───── EXTRACTED MATERIAL
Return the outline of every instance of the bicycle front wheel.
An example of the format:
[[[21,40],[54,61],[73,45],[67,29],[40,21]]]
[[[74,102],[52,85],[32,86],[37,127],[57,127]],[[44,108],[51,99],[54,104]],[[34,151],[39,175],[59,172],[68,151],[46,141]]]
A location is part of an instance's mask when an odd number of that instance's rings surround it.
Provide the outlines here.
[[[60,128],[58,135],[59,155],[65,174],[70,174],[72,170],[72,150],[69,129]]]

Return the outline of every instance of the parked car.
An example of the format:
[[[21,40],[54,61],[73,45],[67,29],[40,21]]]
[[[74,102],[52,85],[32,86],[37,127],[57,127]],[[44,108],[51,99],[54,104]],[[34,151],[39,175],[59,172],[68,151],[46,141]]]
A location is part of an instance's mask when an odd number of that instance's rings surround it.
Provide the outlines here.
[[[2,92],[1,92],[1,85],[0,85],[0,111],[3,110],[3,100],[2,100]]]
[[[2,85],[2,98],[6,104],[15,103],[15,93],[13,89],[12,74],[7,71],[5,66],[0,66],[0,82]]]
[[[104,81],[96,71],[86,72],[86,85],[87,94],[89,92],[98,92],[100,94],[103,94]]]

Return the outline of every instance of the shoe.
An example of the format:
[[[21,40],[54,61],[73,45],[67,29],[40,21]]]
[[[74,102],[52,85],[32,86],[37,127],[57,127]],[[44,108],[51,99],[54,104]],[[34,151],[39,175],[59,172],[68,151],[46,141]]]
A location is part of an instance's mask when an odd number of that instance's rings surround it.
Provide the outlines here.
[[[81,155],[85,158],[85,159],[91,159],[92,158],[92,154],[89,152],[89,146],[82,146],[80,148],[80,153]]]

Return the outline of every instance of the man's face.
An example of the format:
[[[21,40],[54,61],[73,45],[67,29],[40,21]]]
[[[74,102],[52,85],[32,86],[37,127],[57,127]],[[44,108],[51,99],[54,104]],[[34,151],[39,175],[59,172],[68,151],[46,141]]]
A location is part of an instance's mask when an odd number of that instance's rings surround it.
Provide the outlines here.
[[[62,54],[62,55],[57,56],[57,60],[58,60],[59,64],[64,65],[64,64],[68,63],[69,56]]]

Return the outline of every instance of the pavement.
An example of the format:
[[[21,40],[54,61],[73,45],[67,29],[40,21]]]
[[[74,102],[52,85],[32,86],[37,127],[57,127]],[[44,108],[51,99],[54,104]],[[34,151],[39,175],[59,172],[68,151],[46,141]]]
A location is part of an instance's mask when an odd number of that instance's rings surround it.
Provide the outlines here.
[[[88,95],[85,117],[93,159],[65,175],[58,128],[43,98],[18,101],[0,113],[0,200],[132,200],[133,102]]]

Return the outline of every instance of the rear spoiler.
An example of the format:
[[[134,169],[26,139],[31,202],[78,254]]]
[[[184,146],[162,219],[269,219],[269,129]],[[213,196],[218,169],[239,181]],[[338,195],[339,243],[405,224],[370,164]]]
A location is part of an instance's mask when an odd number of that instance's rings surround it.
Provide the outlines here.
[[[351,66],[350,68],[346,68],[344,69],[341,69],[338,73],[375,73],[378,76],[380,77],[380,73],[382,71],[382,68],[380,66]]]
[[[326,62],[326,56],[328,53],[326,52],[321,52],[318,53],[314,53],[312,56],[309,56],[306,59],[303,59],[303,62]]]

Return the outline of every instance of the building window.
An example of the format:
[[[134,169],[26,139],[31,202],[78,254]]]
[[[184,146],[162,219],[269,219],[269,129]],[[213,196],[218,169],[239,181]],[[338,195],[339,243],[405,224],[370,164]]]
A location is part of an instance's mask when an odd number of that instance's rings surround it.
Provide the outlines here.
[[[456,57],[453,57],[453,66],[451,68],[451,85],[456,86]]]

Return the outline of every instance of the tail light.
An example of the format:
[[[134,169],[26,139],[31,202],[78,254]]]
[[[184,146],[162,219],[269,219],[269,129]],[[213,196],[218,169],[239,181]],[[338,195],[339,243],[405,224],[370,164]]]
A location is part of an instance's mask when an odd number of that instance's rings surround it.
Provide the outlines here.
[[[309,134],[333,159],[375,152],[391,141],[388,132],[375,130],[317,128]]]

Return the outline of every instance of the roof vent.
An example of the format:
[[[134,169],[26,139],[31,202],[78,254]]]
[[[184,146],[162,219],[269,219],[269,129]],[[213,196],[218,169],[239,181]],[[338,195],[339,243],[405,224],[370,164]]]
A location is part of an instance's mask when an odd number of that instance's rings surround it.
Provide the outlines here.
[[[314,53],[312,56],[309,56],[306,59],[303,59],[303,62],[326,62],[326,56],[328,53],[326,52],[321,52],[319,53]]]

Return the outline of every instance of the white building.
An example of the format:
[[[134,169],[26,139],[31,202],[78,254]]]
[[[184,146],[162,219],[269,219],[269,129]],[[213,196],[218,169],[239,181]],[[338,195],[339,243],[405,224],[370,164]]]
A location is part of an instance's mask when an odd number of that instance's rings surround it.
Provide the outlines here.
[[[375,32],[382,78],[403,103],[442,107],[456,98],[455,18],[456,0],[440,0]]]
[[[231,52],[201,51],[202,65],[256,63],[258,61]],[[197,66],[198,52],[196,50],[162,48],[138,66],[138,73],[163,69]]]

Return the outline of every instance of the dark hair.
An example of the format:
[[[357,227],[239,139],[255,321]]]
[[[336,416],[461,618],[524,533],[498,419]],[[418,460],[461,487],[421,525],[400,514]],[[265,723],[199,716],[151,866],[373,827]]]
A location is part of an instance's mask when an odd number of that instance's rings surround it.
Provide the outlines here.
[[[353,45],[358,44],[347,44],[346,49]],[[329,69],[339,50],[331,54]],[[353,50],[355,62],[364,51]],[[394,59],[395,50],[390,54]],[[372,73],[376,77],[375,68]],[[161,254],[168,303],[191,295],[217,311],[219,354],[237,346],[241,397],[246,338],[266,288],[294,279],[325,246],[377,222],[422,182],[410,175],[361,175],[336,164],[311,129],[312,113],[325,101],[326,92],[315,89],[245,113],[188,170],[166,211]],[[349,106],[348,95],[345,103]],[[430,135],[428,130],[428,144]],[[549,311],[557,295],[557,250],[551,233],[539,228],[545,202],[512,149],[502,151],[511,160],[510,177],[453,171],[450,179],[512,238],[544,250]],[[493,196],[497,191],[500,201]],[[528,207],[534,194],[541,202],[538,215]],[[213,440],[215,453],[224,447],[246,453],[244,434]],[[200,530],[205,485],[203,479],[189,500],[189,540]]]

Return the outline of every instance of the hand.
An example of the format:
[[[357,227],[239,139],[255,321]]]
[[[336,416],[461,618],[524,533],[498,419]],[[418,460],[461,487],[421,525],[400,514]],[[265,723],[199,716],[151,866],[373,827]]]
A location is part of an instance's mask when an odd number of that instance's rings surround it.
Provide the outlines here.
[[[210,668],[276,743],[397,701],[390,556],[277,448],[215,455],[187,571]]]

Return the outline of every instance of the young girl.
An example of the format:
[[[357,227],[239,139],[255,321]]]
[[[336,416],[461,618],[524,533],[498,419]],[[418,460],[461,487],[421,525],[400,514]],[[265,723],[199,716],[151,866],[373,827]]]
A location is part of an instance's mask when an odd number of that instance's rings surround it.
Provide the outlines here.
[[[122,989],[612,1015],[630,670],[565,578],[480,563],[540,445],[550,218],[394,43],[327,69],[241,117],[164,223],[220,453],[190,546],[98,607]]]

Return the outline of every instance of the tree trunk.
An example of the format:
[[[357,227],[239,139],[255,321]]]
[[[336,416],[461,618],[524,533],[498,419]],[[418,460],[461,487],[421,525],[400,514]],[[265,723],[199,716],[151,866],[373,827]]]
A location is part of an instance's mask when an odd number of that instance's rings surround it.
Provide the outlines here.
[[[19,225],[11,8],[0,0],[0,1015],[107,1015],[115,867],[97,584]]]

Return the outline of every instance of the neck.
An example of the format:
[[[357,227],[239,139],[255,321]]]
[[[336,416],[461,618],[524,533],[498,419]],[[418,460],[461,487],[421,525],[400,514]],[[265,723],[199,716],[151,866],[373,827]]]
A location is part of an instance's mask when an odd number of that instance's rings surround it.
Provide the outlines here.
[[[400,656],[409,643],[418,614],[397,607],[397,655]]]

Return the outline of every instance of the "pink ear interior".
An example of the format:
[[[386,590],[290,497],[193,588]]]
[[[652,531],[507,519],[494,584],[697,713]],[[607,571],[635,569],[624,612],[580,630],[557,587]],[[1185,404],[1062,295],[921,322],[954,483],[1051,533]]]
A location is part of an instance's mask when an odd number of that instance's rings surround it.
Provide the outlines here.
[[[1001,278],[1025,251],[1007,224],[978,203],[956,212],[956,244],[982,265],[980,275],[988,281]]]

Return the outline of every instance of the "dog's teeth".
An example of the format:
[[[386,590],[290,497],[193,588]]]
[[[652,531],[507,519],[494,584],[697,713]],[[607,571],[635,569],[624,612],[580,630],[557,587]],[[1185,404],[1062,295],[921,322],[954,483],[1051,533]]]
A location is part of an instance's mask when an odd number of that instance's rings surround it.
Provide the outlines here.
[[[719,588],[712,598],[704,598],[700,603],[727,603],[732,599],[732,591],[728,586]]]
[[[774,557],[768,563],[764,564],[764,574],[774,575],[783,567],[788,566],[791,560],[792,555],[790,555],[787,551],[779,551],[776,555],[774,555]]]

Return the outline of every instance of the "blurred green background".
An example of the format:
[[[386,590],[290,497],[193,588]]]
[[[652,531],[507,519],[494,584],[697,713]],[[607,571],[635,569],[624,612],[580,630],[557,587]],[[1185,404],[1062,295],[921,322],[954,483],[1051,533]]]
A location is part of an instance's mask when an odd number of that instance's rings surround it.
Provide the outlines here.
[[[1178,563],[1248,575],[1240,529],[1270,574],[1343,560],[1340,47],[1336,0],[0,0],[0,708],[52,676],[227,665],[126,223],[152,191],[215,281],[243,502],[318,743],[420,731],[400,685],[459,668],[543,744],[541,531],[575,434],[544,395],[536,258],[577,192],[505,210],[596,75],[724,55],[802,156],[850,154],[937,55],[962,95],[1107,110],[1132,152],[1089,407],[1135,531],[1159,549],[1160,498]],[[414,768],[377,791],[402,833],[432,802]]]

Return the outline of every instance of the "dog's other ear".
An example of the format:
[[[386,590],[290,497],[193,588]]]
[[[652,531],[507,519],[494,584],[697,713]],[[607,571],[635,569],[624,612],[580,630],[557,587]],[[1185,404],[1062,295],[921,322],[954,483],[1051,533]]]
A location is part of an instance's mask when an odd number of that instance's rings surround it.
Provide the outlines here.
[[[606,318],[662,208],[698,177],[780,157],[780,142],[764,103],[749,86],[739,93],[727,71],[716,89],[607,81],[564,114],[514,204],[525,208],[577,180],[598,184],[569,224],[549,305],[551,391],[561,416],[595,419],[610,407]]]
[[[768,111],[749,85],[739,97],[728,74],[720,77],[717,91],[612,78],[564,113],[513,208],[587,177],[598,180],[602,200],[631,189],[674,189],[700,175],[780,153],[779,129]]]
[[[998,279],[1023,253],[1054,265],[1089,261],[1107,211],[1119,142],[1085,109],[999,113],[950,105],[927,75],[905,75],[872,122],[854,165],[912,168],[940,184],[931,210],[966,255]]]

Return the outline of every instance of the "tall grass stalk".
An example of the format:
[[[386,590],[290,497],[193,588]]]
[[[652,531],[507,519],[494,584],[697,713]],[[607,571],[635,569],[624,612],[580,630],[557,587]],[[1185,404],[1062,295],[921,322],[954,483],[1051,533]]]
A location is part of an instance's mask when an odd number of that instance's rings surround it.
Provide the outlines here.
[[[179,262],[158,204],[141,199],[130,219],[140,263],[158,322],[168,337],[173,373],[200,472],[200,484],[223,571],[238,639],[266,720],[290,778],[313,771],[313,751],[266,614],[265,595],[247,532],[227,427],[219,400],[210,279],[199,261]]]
──────────
BRIEF:
Copy the records from the line containing "Return the outline of every instance of the building" through the line containing "[[[456,57],[453,57],[453,66],[451,68],[451,85],[456,86]]]", swapping "building window" for "shop window" and keeping everything else the same.

THE REPLY:
Return the outline of every instance of the shop window.
An example of the format:
[[[134,169],[26,139],[31,202],[78,254]]]
[[[184,146],[162,219],[269,219],[269,129]],[[213,196],[218,169],[239,181]],[[338,195],[339,243],[405,224],[370,164]]]
A location is part of an instance's mask when an odd number of that instance's rings surround it.
Provide the outlines here.
[[[456,57],[453,57],[453,66],[451,68],[451,85],[456,86]]]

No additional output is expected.